Reading passage Start Marker

The Evo X made its debut to the general public in January. Designed with an all-new 4B11/T powerplant, the Evo X offers some promising performance results straight from the showroom to the track. The factory-rated 291 hp and 300 lb-ft of torque 2.0L mill was engineered to pump out an impressive 145.5 hp per liter displacement. The largest horsepower per liter in its class. Among numerous refinements and improvements from the previous 4G63 powerplant to the new 4B11 unit is the use of a MIVEC variable valve timing system used on both intake and exhaust camshafts, whereas its previous ancestor only used one.
The release of the new Evo X meant uncharted territory for those who were once familiar with the previous generation Mitsubishis. The factory ECM is one realm of uncertainty among many aftermarket performance tuners. We've even received word that Mitsubishi has kept their ECU schematics under lock and key even months after the car was released. While the tuning aspects remain a mystery, we can assume it's only a few months before a performance shop or brainiac engineer learns to unlock the ECM's code.

Reading passage End Marker
Data for review Start Marker

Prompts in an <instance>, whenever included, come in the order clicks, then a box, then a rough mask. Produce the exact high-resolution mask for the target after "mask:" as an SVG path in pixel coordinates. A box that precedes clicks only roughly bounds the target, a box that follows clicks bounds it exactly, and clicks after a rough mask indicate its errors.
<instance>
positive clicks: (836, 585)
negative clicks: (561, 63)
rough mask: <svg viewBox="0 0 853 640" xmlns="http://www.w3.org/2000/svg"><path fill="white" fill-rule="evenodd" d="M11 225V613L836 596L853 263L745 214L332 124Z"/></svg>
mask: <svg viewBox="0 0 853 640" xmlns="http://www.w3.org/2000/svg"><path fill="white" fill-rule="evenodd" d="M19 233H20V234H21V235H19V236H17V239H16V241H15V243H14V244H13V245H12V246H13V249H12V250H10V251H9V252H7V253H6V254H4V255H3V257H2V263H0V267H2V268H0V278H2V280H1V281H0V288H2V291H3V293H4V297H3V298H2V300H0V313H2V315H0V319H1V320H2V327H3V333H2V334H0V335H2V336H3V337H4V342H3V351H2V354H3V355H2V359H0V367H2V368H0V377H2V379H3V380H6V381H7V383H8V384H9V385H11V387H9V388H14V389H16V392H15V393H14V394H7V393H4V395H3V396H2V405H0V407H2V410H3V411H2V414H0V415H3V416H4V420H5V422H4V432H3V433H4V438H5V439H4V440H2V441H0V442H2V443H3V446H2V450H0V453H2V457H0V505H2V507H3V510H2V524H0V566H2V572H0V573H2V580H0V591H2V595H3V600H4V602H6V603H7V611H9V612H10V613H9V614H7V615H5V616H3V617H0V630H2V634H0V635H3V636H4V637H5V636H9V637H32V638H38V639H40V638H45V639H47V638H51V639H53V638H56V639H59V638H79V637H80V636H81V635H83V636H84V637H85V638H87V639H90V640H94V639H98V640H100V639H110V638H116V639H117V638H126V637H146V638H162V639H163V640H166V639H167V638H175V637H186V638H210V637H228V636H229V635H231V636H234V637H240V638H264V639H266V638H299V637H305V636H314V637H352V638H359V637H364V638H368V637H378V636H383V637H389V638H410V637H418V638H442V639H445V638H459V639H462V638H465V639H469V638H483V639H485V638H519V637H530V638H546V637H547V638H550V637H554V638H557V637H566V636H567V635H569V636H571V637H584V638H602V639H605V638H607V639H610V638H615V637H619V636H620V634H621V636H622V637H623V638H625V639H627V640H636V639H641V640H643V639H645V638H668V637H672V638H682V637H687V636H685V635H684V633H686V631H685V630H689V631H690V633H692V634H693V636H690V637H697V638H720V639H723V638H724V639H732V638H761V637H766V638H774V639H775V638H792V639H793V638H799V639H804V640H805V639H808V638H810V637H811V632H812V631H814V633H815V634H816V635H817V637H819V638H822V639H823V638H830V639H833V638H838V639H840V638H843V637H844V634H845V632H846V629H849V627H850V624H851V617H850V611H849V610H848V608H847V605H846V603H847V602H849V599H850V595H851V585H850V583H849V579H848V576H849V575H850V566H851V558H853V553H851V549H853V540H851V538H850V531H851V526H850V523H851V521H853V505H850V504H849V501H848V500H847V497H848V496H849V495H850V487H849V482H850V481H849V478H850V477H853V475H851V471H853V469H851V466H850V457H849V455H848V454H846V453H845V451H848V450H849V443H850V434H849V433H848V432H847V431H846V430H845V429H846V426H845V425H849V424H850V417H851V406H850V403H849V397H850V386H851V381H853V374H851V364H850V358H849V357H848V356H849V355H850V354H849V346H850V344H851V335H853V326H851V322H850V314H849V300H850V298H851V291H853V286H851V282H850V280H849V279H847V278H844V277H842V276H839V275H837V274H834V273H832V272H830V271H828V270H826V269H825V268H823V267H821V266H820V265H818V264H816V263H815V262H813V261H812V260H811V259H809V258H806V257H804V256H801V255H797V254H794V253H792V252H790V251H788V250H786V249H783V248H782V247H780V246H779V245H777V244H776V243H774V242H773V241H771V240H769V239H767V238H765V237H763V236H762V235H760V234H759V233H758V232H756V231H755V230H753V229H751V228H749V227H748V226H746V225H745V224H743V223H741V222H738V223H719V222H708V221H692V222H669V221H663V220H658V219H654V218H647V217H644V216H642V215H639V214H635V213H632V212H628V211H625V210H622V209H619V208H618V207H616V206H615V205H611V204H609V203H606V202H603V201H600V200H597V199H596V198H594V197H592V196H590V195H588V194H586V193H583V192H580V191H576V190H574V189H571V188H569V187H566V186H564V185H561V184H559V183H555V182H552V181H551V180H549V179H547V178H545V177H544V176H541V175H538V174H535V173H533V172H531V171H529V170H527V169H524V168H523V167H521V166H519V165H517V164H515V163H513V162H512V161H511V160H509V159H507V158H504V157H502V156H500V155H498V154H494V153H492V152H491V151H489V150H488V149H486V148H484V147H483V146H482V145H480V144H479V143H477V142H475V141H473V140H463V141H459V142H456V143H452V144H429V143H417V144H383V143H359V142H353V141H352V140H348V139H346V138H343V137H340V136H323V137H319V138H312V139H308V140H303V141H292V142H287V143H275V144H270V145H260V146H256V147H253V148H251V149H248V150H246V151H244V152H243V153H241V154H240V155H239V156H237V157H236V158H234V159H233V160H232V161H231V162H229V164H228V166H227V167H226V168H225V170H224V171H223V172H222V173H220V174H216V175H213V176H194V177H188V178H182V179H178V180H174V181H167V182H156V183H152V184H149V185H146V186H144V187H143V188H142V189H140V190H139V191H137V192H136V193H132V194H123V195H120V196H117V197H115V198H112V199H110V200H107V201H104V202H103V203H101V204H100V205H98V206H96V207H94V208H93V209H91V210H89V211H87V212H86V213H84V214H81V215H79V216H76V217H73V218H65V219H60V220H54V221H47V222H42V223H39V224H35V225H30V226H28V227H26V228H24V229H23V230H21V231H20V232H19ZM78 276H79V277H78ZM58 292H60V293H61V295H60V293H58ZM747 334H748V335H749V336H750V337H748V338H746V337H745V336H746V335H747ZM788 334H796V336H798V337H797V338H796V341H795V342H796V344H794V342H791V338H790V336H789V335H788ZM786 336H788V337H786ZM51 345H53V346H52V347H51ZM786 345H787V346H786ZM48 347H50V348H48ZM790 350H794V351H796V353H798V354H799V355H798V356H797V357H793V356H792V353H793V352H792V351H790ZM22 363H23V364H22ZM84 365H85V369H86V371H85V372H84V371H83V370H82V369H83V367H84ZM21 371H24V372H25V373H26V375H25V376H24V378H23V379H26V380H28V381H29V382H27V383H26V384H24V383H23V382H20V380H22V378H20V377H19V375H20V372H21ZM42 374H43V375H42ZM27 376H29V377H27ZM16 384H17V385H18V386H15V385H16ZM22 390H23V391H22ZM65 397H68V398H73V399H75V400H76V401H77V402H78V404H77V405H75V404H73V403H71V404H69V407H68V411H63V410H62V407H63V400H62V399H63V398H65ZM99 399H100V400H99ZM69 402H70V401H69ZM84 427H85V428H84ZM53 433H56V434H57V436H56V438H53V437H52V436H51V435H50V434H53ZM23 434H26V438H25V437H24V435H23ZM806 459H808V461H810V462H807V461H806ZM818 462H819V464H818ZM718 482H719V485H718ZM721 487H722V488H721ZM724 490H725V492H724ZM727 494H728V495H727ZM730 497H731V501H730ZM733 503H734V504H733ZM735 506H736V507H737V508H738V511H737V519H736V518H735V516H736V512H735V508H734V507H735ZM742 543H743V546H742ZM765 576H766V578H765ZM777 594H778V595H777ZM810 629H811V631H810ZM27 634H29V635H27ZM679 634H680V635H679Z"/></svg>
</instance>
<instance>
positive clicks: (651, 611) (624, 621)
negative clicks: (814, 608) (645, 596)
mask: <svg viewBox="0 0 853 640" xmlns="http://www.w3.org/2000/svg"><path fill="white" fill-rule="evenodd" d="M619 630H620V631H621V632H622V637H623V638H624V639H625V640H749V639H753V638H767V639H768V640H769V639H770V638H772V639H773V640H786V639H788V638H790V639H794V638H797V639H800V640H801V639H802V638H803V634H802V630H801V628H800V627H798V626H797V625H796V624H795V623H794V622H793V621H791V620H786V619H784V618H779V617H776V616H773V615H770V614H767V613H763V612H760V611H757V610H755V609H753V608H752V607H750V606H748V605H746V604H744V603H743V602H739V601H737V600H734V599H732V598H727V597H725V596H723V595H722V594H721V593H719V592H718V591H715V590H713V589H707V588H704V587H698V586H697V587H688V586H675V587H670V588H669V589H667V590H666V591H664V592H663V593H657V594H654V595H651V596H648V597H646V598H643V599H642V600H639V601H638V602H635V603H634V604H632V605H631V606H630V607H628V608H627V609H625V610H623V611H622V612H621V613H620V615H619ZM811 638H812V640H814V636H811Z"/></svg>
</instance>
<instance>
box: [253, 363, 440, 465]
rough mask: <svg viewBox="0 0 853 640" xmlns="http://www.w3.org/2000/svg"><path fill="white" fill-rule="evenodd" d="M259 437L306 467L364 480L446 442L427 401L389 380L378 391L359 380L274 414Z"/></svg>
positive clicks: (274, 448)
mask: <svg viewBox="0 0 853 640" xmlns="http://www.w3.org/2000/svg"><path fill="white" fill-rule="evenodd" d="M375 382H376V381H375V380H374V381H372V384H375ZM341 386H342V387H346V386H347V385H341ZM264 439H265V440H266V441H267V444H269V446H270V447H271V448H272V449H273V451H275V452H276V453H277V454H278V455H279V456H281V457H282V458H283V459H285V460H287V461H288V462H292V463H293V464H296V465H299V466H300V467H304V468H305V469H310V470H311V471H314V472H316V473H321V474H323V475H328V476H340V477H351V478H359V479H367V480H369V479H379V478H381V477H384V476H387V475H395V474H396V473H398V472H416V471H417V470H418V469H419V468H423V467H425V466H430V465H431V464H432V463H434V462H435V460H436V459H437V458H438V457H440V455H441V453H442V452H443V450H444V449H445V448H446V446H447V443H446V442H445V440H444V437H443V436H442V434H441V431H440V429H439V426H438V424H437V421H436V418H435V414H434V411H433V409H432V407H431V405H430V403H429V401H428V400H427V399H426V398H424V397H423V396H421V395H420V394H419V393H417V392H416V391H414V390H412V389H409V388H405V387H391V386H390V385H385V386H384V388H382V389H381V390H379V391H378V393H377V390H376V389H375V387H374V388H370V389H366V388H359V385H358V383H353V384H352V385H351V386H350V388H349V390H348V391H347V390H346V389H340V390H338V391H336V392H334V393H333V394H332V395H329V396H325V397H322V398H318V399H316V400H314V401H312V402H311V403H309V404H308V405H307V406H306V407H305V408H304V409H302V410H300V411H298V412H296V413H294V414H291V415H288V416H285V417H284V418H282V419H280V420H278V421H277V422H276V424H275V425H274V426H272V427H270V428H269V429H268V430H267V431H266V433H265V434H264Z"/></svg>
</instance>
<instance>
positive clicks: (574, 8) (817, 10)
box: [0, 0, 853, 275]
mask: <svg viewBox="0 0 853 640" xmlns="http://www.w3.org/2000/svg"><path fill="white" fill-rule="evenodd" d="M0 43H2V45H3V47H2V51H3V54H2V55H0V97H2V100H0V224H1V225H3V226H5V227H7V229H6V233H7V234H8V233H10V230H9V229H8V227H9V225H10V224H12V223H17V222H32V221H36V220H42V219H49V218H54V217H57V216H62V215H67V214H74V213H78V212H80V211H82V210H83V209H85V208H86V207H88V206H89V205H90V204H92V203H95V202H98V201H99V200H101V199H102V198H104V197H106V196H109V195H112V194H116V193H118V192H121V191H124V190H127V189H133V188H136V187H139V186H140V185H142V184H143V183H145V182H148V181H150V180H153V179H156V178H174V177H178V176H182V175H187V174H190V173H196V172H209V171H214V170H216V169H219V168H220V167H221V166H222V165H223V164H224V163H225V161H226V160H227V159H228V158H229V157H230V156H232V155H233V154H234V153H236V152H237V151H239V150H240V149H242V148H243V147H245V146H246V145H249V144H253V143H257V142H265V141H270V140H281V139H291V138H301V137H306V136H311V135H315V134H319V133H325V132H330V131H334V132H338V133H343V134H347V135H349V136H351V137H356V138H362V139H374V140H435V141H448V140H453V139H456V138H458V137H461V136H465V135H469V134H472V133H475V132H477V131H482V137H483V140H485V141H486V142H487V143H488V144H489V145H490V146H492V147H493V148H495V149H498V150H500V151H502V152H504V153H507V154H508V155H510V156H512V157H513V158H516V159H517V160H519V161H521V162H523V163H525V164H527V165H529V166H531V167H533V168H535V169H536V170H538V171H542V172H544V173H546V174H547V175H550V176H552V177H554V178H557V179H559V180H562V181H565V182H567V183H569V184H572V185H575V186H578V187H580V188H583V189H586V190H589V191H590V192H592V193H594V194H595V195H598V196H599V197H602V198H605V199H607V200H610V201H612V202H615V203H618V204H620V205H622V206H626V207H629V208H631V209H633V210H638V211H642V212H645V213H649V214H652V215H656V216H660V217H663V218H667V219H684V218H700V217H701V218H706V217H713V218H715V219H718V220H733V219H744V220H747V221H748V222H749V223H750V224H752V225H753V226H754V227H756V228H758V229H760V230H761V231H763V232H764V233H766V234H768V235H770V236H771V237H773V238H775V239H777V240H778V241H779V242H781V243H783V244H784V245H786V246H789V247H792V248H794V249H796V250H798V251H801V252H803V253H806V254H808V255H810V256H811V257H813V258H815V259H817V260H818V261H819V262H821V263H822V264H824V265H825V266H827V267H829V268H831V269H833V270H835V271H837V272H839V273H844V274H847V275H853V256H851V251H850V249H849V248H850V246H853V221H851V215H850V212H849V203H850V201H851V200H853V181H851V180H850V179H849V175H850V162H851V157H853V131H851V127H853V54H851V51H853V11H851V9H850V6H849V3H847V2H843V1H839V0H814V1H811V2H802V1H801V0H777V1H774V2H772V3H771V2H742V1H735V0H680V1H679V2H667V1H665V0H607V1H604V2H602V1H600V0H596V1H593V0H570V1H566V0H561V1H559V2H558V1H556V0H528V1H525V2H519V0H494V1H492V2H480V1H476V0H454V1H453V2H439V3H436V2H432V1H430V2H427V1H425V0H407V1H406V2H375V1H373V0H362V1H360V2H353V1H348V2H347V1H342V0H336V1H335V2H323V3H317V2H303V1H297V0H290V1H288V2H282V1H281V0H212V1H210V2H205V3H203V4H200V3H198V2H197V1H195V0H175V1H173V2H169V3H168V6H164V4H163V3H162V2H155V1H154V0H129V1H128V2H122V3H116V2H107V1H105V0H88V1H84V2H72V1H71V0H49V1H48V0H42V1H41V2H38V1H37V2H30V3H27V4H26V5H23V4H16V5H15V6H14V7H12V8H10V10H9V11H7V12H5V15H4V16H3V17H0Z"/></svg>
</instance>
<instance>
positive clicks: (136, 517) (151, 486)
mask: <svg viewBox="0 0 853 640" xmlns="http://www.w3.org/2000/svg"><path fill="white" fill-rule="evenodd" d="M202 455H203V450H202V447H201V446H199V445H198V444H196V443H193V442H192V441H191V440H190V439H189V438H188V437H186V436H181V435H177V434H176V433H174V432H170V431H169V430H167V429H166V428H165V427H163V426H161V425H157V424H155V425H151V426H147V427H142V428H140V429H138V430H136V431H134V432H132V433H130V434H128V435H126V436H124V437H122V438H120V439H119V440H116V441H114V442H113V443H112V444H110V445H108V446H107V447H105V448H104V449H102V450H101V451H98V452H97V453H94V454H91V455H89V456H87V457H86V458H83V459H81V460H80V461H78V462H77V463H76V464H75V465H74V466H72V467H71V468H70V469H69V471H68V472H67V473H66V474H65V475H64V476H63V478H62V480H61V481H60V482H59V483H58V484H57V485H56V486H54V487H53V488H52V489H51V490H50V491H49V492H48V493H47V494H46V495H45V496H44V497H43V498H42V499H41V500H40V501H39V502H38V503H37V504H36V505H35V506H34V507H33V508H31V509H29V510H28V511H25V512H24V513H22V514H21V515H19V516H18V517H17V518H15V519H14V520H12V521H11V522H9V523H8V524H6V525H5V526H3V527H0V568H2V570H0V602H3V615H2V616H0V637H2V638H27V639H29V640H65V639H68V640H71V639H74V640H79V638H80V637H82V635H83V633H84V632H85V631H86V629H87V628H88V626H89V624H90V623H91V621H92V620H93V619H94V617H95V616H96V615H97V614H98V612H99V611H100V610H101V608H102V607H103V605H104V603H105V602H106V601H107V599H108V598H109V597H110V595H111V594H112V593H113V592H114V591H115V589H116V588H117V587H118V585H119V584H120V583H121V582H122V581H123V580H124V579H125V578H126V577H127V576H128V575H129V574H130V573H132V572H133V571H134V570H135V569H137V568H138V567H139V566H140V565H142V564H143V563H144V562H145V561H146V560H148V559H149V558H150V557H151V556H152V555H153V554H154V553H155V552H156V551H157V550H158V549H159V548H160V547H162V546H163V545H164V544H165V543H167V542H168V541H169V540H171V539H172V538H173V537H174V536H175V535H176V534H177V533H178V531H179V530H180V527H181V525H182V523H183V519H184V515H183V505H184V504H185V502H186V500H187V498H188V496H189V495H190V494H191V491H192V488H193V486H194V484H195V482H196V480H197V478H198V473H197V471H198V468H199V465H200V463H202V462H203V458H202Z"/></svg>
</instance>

Data for review End Marker

Write the next part of the Evo X article, picking up after its last sentence. The rows have nothing to do with the Evo X article.

## The answer:
Dyno Test Results
Strapped to the dyno, we made a series of pulls to obtain a good baseline horsepower rating. At the Dynamic Autosports Mustang dyno, known by many to be one of the more stingier dynos in California, the car belted out 237 hp and 247 lb-ft of torque.
Exhaust, mid-pipe, nuts and bolts, gaskets, stickers
We were lucky enough to receive the new 5Zigen ZZ exhaust for our Evo X as it came fresh off the boat the day before our scheduled test date. The 5Zigen ZZ exhaust system consists of a SUS034 stainless steel canister and 100mm tip with an integrated silencer designed within the unit to keep decibels within legal limits for California usage. The B-pipe is comprised of a full stainless SUS436 and is 60.5mm in diameter. Along with some performance improvements, the ZZ exhaust has some visual appeal as well. The factory exhaust tip units were designed with a more oval appearance, while the 5Zigen ZZ setup was fabricated with the sportier round tips.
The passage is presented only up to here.